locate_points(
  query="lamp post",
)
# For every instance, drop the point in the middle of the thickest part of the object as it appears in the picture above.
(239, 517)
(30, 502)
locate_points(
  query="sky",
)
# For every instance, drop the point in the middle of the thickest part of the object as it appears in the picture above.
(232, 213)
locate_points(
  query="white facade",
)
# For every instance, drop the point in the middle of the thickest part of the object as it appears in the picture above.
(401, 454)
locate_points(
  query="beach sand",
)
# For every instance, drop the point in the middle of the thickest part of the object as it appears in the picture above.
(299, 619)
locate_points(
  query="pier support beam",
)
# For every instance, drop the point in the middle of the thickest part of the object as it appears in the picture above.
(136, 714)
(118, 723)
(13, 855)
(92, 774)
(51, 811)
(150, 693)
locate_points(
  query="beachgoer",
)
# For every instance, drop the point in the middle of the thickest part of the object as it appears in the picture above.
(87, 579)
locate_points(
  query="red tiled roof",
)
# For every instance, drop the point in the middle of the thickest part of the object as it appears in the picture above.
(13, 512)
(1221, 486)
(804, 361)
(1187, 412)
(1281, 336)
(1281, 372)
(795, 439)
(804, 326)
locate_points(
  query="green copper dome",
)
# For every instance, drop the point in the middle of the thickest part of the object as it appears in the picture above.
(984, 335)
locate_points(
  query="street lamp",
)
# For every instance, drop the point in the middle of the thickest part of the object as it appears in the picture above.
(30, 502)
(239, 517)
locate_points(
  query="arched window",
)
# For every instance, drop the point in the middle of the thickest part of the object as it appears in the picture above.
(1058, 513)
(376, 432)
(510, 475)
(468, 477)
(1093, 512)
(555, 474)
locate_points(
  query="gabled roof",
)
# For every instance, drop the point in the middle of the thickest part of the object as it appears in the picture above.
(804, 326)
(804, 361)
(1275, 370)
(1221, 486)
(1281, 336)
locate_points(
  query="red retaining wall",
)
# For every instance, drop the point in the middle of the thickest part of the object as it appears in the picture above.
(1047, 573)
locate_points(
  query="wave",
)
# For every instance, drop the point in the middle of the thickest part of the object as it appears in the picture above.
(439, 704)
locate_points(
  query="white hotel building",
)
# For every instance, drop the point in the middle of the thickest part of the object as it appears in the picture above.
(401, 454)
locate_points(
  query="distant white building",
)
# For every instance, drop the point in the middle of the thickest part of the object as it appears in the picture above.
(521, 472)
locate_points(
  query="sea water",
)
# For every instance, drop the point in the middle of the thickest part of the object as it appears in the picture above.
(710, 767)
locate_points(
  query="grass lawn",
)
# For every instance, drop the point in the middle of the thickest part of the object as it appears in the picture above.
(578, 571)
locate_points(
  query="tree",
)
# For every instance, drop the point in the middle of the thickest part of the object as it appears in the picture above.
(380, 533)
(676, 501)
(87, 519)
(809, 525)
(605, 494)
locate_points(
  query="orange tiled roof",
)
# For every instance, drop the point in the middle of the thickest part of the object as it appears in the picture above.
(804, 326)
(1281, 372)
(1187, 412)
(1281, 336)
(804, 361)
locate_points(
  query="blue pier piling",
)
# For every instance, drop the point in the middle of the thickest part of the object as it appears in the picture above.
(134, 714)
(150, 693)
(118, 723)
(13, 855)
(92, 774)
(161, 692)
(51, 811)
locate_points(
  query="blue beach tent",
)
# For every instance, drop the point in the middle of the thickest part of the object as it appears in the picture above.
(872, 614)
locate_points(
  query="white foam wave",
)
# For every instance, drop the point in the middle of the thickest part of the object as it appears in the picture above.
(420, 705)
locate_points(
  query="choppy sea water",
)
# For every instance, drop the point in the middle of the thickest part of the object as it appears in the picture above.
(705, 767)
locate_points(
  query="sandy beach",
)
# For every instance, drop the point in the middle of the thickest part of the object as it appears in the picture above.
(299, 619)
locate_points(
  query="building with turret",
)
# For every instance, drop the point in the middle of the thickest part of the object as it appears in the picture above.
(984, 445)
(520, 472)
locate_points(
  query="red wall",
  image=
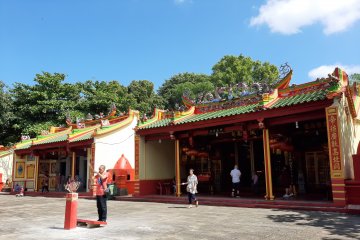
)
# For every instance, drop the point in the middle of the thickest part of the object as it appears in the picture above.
(352, 192)
(150, 187)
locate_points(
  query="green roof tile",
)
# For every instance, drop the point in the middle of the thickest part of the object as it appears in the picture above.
(301, 98)
(86, 136)
(59, 138)
(282, 102)
(4, 153)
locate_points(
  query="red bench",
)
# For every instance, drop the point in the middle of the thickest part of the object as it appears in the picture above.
(89, 223)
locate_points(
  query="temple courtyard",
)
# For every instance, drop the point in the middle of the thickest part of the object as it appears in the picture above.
(43, 218)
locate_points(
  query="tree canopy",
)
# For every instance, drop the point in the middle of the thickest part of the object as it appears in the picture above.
(230, 70)
(28, 109)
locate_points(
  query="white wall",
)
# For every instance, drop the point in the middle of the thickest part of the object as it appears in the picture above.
(350, 137)
(110, 146)
(6, 166)
(159, 161)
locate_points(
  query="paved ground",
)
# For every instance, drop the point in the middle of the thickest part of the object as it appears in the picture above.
(43, 218)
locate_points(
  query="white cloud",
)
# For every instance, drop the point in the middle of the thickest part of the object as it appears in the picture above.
(289, 16)
(324, 70)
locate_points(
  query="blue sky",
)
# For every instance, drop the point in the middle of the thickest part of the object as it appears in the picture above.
(141, 39)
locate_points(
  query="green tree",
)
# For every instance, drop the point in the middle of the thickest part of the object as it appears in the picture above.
(7, 135)
(142, 96)
(98, 96)
(355, 77)
(45, 103)
(173, 88)
(231, 70)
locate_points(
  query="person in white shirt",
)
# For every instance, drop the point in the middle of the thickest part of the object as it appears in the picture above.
(191, 188)
(235, 174)
(254, 184)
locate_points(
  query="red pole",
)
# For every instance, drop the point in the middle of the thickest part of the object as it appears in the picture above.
(71, 211)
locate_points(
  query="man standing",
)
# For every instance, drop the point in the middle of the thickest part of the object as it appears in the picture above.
(101, 179)
(235, 174)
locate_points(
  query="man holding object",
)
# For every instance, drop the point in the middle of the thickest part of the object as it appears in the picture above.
(101, 179)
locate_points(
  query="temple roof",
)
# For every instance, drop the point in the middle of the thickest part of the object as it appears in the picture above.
(4, 153)
(283, 96)
(70, 135)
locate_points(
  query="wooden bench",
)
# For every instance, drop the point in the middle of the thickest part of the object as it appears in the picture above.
(89, 223)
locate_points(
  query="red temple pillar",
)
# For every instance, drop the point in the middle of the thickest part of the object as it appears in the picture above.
(267, 162)
(137, 164)
(335, 156)
(71, 211)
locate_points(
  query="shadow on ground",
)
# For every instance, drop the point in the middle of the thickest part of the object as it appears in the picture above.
(336, 224)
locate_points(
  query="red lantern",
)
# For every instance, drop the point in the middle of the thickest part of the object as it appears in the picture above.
(245, 136)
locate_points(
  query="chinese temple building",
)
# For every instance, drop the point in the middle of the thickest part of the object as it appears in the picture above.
(309, 130)
(75, 151)
(6, 164)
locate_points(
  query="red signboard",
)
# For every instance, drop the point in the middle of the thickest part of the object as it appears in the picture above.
(334, 141)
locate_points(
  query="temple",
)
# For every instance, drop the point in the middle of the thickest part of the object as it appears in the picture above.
(310, 130)
(6, 164)
(73, 152)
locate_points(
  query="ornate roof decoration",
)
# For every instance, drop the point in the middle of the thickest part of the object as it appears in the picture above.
(73, 135)
(92, 120)
(239, 94)
(281, 94)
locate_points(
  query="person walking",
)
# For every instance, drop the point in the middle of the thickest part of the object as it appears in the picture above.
(255, 183)
(235, 174)
(101, 179)
(191, 188)
(45, 184)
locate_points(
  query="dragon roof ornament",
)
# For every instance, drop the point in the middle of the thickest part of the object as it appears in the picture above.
(240, 92)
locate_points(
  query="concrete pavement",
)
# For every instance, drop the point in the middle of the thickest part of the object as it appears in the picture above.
(43, 218)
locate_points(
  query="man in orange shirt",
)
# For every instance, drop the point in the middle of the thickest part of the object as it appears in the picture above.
(101, 179)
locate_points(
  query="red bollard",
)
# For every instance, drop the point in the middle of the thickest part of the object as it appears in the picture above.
(71, 211)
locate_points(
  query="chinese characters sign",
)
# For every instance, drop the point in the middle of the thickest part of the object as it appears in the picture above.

--------

* YOUR OBJECTIVE:
Answer with the number alone: how many lines in the records include the word "chinese"?

* ANSWER FOR THE TASK:
2